Below are records; reproduce exactly the lines from the one that has "Highlight-reel tagging: indicate the wooden" through the one that has "Highlight-reel tagging: indicate the rusty", ends included, and nothing more.
### Source information ###
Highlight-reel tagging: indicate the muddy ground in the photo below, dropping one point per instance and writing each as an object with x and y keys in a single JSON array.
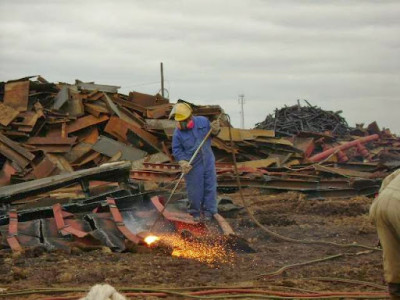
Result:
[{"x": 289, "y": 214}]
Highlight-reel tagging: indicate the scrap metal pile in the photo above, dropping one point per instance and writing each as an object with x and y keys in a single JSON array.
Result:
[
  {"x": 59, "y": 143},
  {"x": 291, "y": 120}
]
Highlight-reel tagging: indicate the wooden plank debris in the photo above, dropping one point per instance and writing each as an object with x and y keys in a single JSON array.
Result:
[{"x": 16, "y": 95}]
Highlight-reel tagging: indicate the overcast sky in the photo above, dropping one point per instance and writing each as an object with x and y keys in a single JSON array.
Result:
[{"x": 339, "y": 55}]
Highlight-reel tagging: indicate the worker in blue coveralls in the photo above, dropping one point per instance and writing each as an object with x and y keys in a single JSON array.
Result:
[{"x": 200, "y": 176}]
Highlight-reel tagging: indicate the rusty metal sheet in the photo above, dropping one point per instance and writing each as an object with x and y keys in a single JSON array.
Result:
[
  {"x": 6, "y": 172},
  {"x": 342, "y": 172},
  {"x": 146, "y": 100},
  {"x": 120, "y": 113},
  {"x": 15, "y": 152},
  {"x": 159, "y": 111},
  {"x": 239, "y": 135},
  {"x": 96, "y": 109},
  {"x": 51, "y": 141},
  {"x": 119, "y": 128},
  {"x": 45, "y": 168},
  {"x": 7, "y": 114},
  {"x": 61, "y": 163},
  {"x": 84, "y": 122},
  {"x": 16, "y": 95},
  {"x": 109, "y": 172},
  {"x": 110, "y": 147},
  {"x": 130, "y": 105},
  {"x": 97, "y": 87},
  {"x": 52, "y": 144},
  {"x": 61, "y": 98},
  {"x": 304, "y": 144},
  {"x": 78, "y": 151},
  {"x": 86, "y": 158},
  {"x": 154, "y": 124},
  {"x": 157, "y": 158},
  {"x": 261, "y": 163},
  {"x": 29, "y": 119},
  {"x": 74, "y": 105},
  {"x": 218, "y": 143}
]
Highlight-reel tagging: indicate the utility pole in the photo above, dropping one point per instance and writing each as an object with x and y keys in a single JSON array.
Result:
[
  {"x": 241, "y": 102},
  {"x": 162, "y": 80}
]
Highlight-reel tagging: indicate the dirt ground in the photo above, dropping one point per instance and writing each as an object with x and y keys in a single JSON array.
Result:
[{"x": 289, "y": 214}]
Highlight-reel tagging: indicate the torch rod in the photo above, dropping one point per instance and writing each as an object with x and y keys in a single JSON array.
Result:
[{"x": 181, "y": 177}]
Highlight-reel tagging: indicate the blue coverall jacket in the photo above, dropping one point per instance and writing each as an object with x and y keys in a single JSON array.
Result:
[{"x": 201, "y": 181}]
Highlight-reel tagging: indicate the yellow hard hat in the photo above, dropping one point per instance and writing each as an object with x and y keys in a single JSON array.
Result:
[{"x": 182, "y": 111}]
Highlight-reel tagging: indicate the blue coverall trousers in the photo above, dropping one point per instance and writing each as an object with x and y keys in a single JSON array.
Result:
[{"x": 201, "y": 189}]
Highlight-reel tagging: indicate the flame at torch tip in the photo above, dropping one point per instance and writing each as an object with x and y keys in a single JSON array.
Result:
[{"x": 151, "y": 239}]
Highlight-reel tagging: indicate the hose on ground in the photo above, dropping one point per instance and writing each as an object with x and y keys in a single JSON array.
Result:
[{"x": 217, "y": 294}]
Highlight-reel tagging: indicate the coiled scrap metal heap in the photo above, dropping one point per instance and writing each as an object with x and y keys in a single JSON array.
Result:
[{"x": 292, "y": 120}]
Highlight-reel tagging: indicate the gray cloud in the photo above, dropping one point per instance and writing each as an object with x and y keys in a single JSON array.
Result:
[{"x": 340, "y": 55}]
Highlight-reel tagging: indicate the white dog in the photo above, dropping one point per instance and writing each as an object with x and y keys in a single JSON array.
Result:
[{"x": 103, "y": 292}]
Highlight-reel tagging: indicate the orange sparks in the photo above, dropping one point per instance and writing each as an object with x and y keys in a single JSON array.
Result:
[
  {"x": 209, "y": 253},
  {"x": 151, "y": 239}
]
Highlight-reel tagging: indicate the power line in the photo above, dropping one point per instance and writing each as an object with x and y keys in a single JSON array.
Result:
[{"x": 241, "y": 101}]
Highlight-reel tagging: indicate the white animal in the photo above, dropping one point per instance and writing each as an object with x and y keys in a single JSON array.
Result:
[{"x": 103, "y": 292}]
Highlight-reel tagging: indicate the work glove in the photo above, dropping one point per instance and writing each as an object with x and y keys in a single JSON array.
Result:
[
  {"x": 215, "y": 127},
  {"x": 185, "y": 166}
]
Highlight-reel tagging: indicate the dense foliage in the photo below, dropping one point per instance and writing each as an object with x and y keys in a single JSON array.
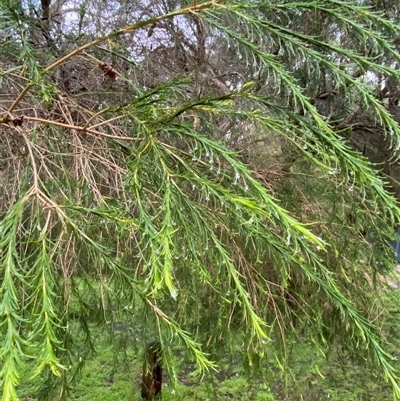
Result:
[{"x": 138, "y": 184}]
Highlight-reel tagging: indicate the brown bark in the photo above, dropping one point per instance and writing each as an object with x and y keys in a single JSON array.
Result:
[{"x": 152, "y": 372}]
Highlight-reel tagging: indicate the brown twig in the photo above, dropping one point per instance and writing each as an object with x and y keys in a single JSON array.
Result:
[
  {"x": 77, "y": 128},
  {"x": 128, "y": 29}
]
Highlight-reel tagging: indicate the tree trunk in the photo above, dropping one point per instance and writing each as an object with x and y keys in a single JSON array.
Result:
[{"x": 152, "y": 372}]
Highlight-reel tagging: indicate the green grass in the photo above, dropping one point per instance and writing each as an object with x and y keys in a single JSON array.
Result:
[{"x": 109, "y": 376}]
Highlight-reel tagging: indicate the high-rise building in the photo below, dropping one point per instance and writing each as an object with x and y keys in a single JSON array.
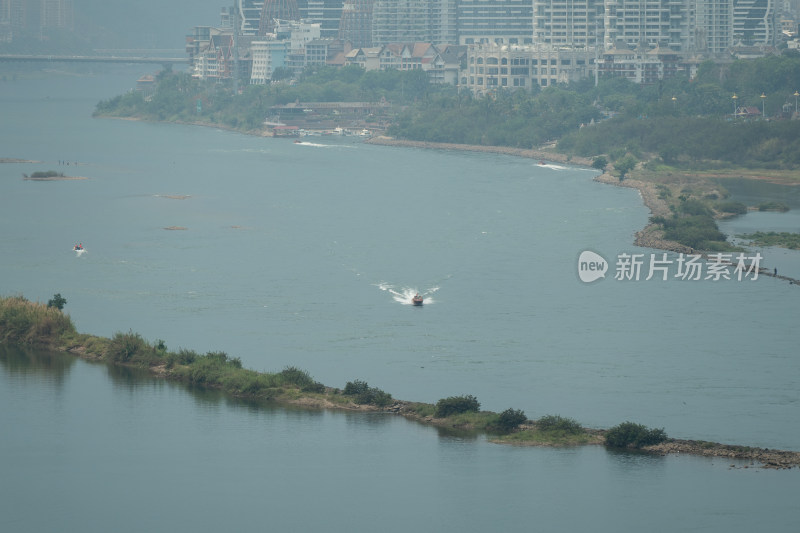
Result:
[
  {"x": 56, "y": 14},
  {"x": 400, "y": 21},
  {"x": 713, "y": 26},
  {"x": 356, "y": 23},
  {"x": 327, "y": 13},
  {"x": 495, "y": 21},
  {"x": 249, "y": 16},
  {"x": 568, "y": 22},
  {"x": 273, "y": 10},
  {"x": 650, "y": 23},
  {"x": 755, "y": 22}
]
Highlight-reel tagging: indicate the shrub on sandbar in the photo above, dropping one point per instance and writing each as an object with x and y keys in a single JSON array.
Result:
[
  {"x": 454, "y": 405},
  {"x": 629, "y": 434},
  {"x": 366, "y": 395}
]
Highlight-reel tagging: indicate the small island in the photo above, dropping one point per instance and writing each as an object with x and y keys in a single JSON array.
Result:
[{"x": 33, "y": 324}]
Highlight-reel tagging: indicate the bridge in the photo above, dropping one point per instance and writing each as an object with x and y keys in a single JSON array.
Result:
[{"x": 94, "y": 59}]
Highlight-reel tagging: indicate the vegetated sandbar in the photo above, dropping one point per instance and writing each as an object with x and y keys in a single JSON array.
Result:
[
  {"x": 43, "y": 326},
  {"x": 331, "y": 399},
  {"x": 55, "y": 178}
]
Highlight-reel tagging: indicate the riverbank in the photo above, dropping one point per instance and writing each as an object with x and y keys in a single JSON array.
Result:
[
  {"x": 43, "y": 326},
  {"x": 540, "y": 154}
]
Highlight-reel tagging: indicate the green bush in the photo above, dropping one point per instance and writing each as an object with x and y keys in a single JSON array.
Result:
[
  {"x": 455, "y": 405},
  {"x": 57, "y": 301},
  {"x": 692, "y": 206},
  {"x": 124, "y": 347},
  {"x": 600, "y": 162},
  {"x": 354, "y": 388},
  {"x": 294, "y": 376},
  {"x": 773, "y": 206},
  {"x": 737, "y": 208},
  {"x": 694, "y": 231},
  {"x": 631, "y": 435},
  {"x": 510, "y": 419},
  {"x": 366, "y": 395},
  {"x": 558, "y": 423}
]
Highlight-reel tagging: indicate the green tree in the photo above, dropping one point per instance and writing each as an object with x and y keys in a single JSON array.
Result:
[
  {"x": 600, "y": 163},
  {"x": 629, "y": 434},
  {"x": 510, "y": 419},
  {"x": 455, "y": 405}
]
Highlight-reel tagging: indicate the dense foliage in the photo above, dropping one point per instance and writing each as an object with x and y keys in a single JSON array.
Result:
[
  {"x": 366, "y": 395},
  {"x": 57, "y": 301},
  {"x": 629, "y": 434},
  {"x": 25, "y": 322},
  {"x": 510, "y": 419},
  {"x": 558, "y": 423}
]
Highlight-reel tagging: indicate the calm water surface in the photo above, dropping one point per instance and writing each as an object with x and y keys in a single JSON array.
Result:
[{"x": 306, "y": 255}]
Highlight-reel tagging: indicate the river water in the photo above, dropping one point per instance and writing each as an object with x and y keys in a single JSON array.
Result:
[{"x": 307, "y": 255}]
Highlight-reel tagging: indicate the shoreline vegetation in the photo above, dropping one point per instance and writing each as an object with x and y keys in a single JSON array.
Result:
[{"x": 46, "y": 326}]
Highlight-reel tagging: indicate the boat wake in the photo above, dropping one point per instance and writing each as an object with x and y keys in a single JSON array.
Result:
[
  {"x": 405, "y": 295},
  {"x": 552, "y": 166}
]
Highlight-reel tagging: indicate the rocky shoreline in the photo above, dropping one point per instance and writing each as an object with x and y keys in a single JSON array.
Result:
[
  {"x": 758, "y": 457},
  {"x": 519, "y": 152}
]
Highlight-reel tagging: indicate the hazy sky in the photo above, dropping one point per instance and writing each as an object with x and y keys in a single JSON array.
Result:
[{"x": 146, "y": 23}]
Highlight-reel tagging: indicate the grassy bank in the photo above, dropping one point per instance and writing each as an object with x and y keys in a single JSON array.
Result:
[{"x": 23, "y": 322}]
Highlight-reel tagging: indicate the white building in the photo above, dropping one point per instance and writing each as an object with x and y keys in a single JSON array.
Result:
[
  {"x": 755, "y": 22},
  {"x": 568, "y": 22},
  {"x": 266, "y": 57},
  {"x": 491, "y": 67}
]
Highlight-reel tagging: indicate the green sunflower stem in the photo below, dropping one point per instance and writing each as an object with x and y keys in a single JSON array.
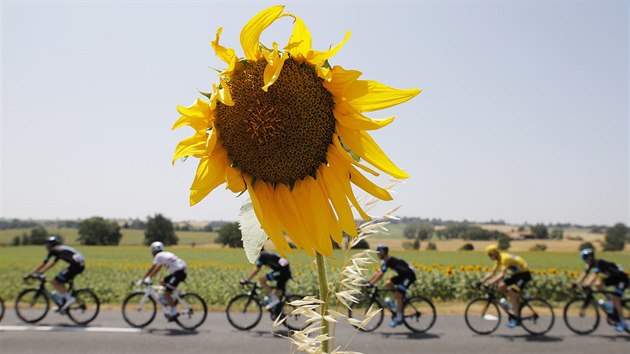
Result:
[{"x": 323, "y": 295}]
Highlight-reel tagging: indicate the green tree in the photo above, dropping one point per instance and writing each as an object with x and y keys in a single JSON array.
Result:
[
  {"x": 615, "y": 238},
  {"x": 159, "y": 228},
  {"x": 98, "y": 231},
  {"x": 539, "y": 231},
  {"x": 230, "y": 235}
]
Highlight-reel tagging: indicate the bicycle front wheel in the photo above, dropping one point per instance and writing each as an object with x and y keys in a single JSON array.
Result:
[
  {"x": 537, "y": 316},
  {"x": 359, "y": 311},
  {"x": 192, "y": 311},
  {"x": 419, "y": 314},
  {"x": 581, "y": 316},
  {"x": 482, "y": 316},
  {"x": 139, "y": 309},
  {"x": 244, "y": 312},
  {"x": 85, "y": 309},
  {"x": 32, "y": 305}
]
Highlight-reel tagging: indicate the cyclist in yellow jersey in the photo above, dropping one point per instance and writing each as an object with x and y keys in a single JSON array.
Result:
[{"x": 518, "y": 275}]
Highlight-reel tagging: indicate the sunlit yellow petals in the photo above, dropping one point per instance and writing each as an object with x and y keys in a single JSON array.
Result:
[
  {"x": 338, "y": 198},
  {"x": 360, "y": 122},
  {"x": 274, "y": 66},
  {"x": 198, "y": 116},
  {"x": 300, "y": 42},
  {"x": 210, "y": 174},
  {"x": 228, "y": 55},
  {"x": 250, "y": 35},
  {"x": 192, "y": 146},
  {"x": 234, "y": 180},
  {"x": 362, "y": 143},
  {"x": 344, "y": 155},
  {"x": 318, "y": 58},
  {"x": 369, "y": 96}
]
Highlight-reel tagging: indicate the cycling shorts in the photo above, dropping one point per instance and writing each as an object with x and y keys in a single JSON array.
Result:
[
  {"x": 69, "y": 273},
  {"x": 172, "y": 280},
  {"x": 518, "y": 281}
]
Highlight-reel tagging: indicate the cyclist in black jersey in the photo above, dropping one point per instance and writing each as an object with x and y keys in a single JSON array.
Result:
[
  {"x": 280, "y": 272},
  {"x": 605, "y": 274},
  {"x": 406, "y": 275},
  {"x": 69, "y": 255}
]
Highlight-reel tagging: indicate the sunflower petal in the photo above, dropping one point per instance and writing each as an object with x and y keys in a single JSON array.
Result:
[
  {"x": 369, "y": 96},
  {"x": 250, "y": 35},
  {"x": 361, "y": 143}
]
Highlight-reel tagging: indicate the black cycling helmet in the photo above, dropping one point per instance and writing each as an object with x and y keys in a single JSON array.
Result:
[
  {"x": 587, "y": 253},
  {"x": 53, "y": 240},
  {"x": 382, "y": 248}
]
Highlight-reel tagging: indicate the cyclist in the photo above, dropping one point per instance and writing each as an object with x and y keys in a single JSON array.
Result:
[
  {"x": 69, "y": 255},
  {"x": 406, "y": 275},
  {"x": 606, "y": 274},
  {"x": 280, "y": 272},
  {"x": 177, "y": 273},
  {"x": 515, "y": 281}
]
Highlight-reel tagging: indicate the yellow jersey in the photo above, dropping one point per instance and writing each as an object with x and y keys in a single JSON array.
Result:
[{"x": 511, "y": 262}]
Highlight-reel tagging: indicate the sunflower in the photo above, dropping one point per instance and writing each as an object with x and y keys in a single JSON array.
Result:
###
Output of the task:
Highlight-reel tagging: indicate the wooden plank debris in the photo above, dropping one point per instance and writing each as an object with x and y keys in a single JSON array.
Result:
[{"x": 16, "y": 95}]
Highlight-reel tagging: indicate the overcast sky in the photo above, dropping one point per instance and writing each as an object with x and y keys in a single JSON array.
Result:
[{"x": 339, "y": 55}]
Highlight-reel tagging: indicate the worker in blue coveralls in the photo above, dropping one point per instance and writing each as an object with x and y keys in a single JSON array.
Result:
[{"x": 200, "y": 176}]
Highlight-reel tagging: indicate the rusty metal sheet in the photo above, dropping one point per instance and writing each as an object with x and y keys in a single JSON array.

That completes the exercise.